**SHORT EXERCISE:** Reproduce the records below word for word, line by line, omitting the pictures.
── THE RECORDS ──
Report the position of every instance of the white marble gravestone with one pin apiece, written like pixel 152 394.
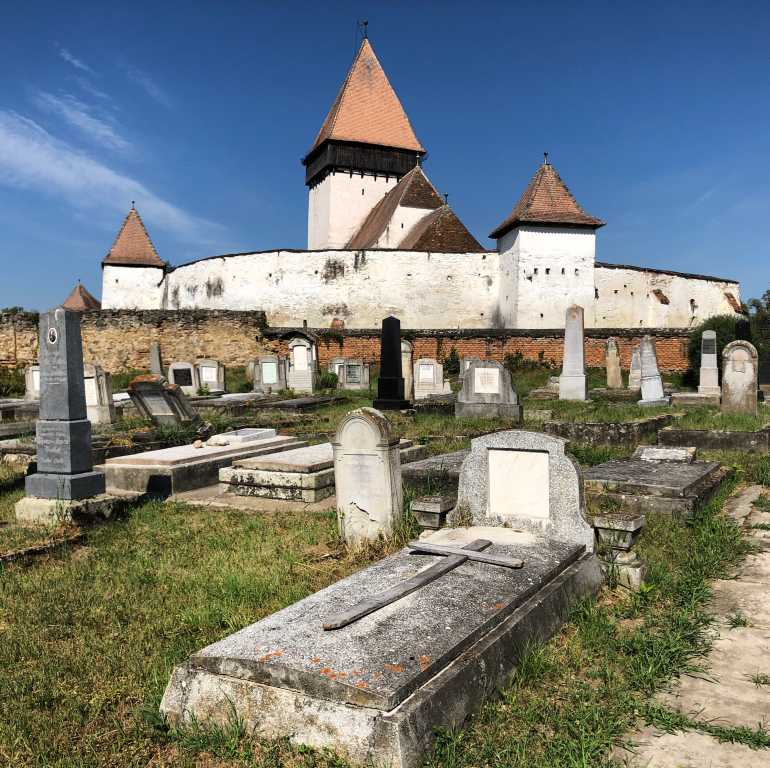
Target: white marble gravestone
pixel 709 368
pixel 367 476
pixel 526 481
pixel 185 376
pixel 572 382
pixel 652 384
pixel 612 363
pixel 739 377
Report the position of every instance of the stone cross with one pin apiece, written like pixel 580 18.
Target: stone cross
pixel 572 382
pixel 64 462
pixel 652 384
pixel 709 369
pixel 739 378
pixel 635 372
pixel 612 363
pixel 367 476
pixel 390 385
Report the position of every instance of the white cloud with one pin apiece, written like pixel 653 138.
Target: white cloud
pixel 32 158
pixel 75 62
pixel 82 117
pixel 149 85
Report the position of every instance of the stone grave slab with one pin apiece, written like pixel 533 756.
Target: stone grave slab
pixel 184 467
pixel 377 689
pixel 642 485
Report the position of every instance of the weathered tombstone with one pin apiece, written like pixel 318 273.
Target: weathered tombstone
pixel 301 375
pixel 64 464
pixel 526 481
pixel 98 389
pixel 156 362
pixel 390 385
pixel 635 372
pixel 184 376
pixel 652 384
pixel 709 370
pixel 211 375
pixel 406 369
pixel 160 401
pixel 739 378
pixel 572 382
pixel 429 379
pixel 32 382
pixel 487 392
pixel 367 476
pixel 612 362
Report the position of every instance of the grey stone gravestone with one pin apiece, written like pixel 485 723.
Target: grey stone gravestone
pixel 739 378
pixel 635 372
pixel 526 481
pixel 652 384
pixel 367 476
pixel 612 362
pixel 572 382
pixel 487 392
pixel 156 362
pixel 709 368
pixel 185 376
pixel 64 464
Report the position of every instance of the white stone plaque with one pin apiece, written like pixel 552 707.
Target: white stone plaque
pixel 426 373
pixel 486 381
pixel 519 484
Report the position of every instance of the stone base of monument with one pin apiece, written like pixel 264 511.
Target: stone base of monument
pixel 512 411
pixel 376 690
pixel 51 511
pixel 302 474
pixel 186 467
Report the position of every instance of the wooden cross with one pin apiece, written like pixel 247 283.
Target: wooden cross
pixel 455 557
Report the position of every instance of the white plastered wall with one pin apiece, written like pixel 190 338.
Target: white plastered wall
pixel 339 204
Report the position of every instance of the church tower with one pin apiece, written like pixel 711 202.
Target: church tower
pixel 365 145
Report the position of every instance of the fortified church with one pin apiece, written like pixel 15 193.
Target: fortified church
pixel 382 240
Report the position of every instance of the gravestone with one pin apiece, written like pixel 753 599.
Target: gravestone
pixel 301 376
pixel 98 390
pixel 185 377
pixel 367 476
pixel 739 378
pixel 525 481
pixel 211 375
pixel 652 384
pixel 156 362
pixel 612 362
pixel 487 392
pixel 390 385
pixel 32 382
pixel 406 370
pixel 160 401
pixel 64 464
pixel 429 379
pixel 635 372
pixel 709 369
pixel 269 374
pixel 572 382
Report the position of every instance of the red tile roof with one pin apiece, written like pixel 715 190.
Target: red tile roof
pixel 133 246
pixel 547 201
pixel 81 300
pixel 367 109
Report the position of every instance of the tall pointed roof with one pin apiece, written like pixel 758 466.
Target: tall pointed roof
pixel 81 300
pixel 367 109
pixel 132 246
pixel 547 201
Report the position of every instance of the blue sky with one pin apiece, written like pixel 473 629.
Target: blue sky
pixel 656 115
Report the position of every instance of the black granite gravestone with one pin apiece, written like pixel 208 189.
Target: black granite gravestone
pixel 64 463
pixel 390 386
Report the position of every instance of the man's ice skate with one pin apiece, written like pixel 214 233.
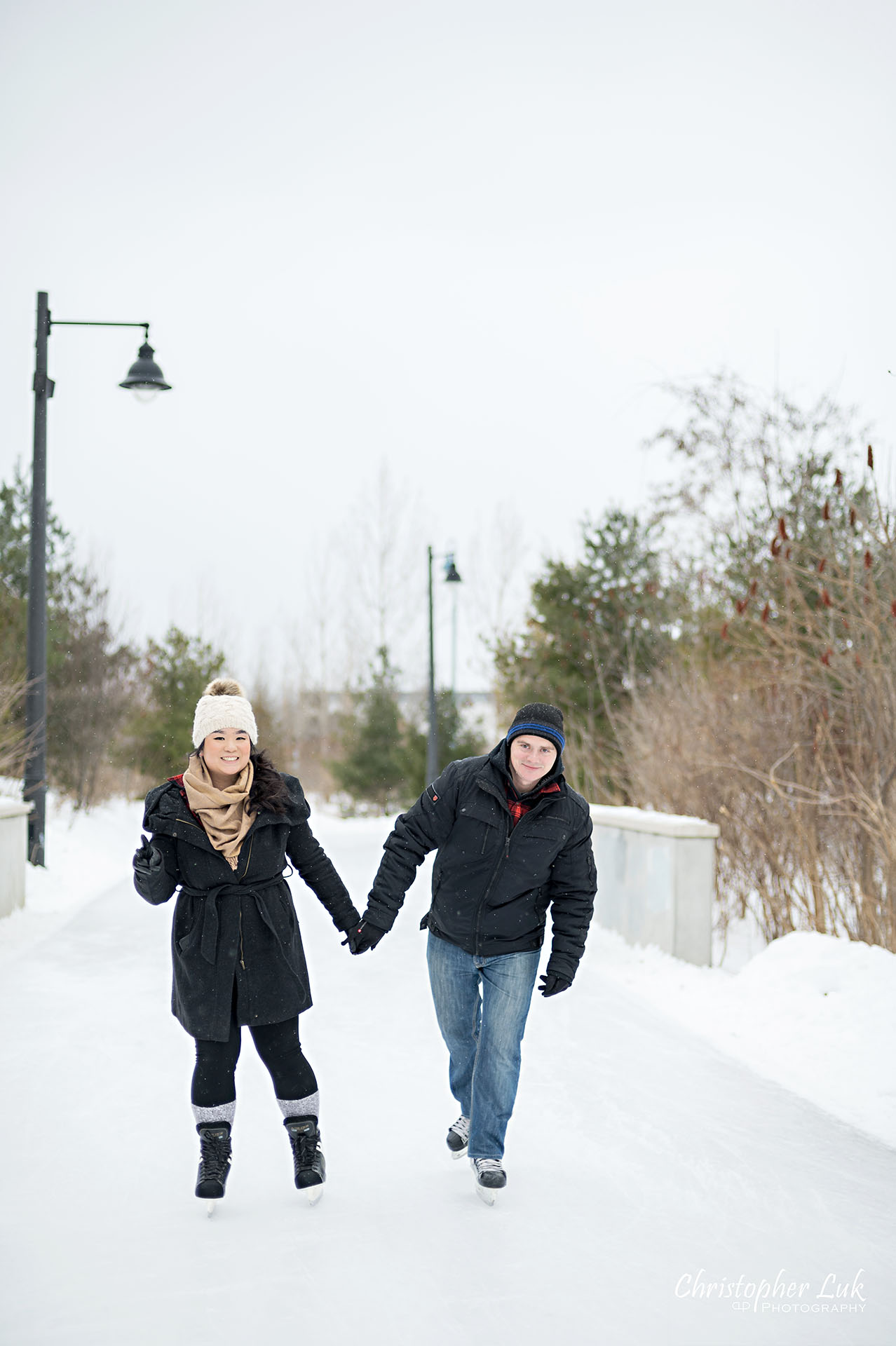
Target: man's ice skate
pixel 307 1157
pixel 490 1178
pixel 458 1138
pixel 215 1163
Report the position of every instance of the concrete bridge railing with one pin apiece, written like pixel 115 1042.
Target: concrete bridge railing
pixel 657 879
pixel 14 845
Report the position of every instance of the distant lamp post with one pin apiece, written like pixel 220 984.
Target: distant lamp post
pixel 452 576
pixel 146 379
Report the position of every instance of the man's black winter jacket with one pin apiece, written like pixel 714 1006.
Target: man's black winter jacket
pixel 493 883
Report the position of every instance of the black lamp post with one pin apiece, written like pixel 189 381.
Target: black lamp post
pixel 144 379
pixel 432 738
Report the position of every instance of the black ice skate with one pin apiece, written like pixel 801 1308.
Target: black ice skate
pixel 215 1162
pixel 307 1157
pixel 490 1178
pixel 458 1138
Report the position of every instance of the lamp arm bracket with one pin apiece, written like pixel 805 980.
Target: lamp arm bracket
pixel 65 322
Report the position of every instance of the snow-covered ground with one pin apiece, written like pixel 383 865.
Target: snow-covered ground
pixel 653 1154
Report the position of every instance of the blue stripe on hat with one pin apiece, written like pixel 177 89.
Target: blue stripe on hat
pixel 545 731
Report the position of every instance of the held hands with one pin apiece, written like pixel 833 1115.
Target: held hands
───
**TASK ANSWER:**
Report the position of every instance of the white marble gravestone with one pin apiece, written like pixel 152 394.
Target: white marble gravestone
pixel 709 368
pixel 367 476
pixel 526 481
pixel 185 376
pixel 572 382
pixel 652 384
pixel 612 363
pixel 739 377
Report the position of every instance of the stone cross with one pin apiece, written like pixel 580 18.
Target: stone cross
pixel 572 382
pixel 64 462
pixel 652 384
pixel 709 369
pixel 739 378
pixel 635 372
pixel 612 363
pixel 367 476
pixel 390 385
Report the position of every instance of the white cloud with one pin apiece, written like pixel 653 138.
Target: white cloud
pixel 32 158
pixel 75 62
pixel 82 117
pixel 149 85
Report the position of every instance of the stone grave slab with one pin apiece, written like pixel 533 756.
Target: stone grave slab
pixel 184 467
pixel 377 689
pixel 642 485
Report the position of every instance of the weathered tombstone with one pin apiece, written like pixel 318 273.
Target: weathered tombstone
pixel 301 375
pixel 64 464
pixel 526 481
pixel 98 389
pixel 156 362
pixel 390 385
pixel 635 372
pixel 184 376
pixel 652 384
pixel 709 370
pixel 211 375
pixel 406 369
pixel 160 401
pixel 739 378
pixel 572 382
pixel 429 379
pixel 32 382
pixel 487 392
pixel 367 476
pixel 612 362
Report the position of every instance of the grey stone gravestone with one pin apiece, written like pixel 485 723.
Target: grey stone gravestone
pixel 739 378
pixel 635 372
pixel 526 481
pixel 652 384
pixel 367 476
pixel 612 362
pixel 572 382
pixel 487 392
pixel 156 362
pixel 709 368
pixel 185 376
pixel 64 464
Report the position of every instance of the white stone plaque with one pin apiece, written like pixel 552 707.
Target: white stone plaque
pixel 426 373
pixel 486 381
pixel 519 484
Report the position of every instance of the stone base of monument with one pin apiece, written like pixel 264 511.
Target: stone base of monument
pixel 512 411
pixel 376 690
pixel 51 511
pixel 302 474
pixel 186 467
Report the position of every instance of the wooden cross with one pin apiece, written like pixel 247 283.
Target: wooden cross
pixel 455 557
Report the position of every instance of the white plastered wall with one pin apiece, written like pixel 190 338.
Target: white plastered wall
pixel 339 204
Report the position of every instance of the church tower with one pin apiece, written like pixel 711 202.
Target: church tower
pixel 365 145
Report the position of every instance of the fortified church with one pin apiece, written like pixel 15 193.
Target: fortified church
pixel 382 240
Report the position of every instance of the gravestone with one pin apiece, written like pixel 753 599.
Target: gravestone
pixel 301 376
pixel 98 390
pixel 185 377
pixel 367 476
pixel 739 378
pixel 525 481
pixel 211 375
pixel 652 384
pixel 156 362
pixel 612 362
pixel 487 392
pixel 390 385
pixel 32 382
pixel 406 370
pixel 160 401
pixel 64 464
pixel 429 379
pixel 635 372
pixel 709 369
pixel 269 374
pixel 572 382
Report the position of every instance of the red tile roof with one pin apiece, written like pixel 715 190.
Target: red tile roof
pixel 133 246
pixel 547 201
pixel 81 300
pixel 367 109
Report the position of every instance of the tall pointed roof with one pin apiece, written like pixel 758 466.
Target: tall pointed roof
pixel 81 300
pixel 367 109
pixel 132 246
pixel 547 201
Report the position of every instance of the blue sky with one pin apiece, written like pixel 473 629.
Target: blue sky
pixel 656 115
Report the position of every instance of the black granite gravestone with one pin apiece, written like pixel 208 189.
Target: black granite gravestone
pixel 64 463
pixel 390 386
Report the position of every instance of the man's ice skate with one pin apiece, written like pixel 214 233.
Target: man's ice skate
pixel 307 1157
pixel 490 1178
pixel 458 1138
pixel 215 1163
Report the position of every instance of the concrete bridge railing with one pin apiece, written like pixel 115 1042.
Target: concrete bridge railing
pixel 657 879
pixel 14 845
Report the position of every instance of the distant lamp post with one pin apiece, written like pixel 220 984.
Target: distant lamp post
pixel 452 576
pixel 146 379
Report the position of every instance of the man's black winter jacket with one pin apiece, written like pixel 714 1006.
Target: man's black winter jacket
pixel 493 883
Report the position of every instance of the black lamp post with one pin apiece, written like pixel 189 381.
Target: black lamp post
pixel 144 379
pixel 432 738
Report the position of every instance of the black ice skate with one pin apiece, written like pixel 801 1308.
Target: black ice skate
pixel 215 1162
pixel 307 1157
pixel 490 1178
pixel 458 1138
Report the position of every instance of the lamp arm bracket with one pin apiece, written like pixel 805 980.
Target: lamp arm bracket
pixel 65 322
Report the position of every instance of the snow-covered ground with one pin apiece, written like pixel 383 865.
Target: snow-covered ground
pixel 653 1154
Report the position of every instance of the blue stripe on hat with one pin apiece, written like pixel 177 89.
Target: blue stripe on hat
pixel 545 731
Report the position of every instance of the held hands with one pin apiece, written like pixel 833 1115.
Target: held hands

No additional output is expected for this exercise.